### TEXT SECTION
++++

Updated November 10, 2020:

If you're wondering how to patent a natural product, the answer is that natural products are not eligible for patent protection. A controversial ruling by the United States Patent and Trademark Office was issued in March 2016 that denied a patent on isolated gene sequences linked to breast cancer. The court found that DNA is considered a natural product and thus cannot be patented.

Judicial Exceptions

Judicial exceptions were expanded by the USPTO ruling to include the term natural products. According to this ruling, "If the claim recites or involves a judicial exception, such as a law of nature/natural principle or natural phenomenon… and/or something that appears to be a natural product (e.g., a citrus fruit, uranium metal, nucleic acid, protein, etc.), then the claim only qualifies as an eligible subject matter if the claim as a whole recites something significantly different than the judicial exception itself.”

Other non-patentable items considered judicial exceptions include abstract ideas, natural phenomena, and laws of nature. The new natural products exception applies to:

  • Products that use a natural product without significant variance in structure
  • Patents with processes that require a natural product or products
  • Patents that consist solely of a natural product

Although natural products could once be patented if they were synthesized, purified, or isolated, this is no longer the case under the new ruling. They do note that if a natural product is used to create a significantly different compound, the result may be eligible for patent protection.

Markedly vs. Significantly Different

The USPTO uses an analytical framework that asks whether any of the claims in a patent application apply to a judicial exception such as a natural product and whether the element or combination of elements amounts to more than the judicial exception in question. The first question requires the application of the "markedly different" test.

The language of the ruling describes a significantly different compound as follows: "Claim recites elements/steps in addition to the judicial exception(s) that impose meaningful limits on claim scope, i.e., the elements/steps narrow the scope of the claim so that others are not substantially foreclosed from using the judicial exception(s).”

Based on this test, a marked difference can consist of either a functional or structural difference in the patent claim that distinguishes it from the natural product. Such differences must be significant, which means they are not conventional, routine, or well-understood in the field in which you are seeking a patent.

The ruling notes: “While a functional difference is not necessary to find a marked difference, the presence of a functional difference resulting from the structural difference makes a stronger case that the structural difference is a marked difference.”

++++

### SOURCE MATERIAL

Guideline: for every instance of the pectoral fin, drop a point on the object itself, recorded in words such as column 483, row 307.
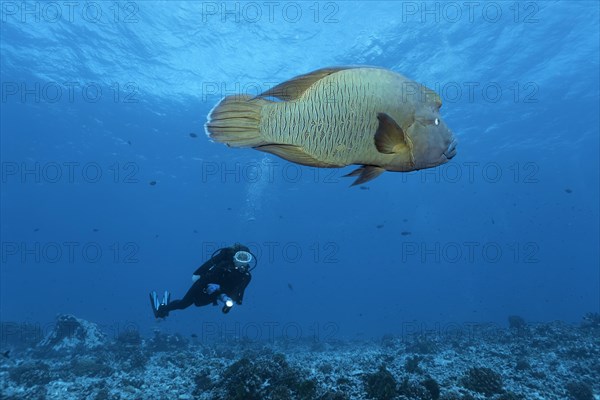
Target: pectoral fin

++++

### WHAT IS NEEDED
Reproduce word for word the passage of the text on patenting natural products from "The language of" to "seeking a patent.".

### ANSWER TO THE PROBLEM
The language of the ruling describes a significantly different compound as follows: "Claim recites elements/steps in addition to the judicial exception(s) that impose meaningful limits on claim scope, i.e., the elements/steps narrow the scope of the claim so that others are not substantially foreclosed from using the judicial exception(s).”

Based on this test, a marked difference can consist of either a functional or structural difference in the patent claim that distinguishes it from the natural product. Such differences must be significant, which means they are not conventional, routine, or well-understood in the field in which you are seeking a patent.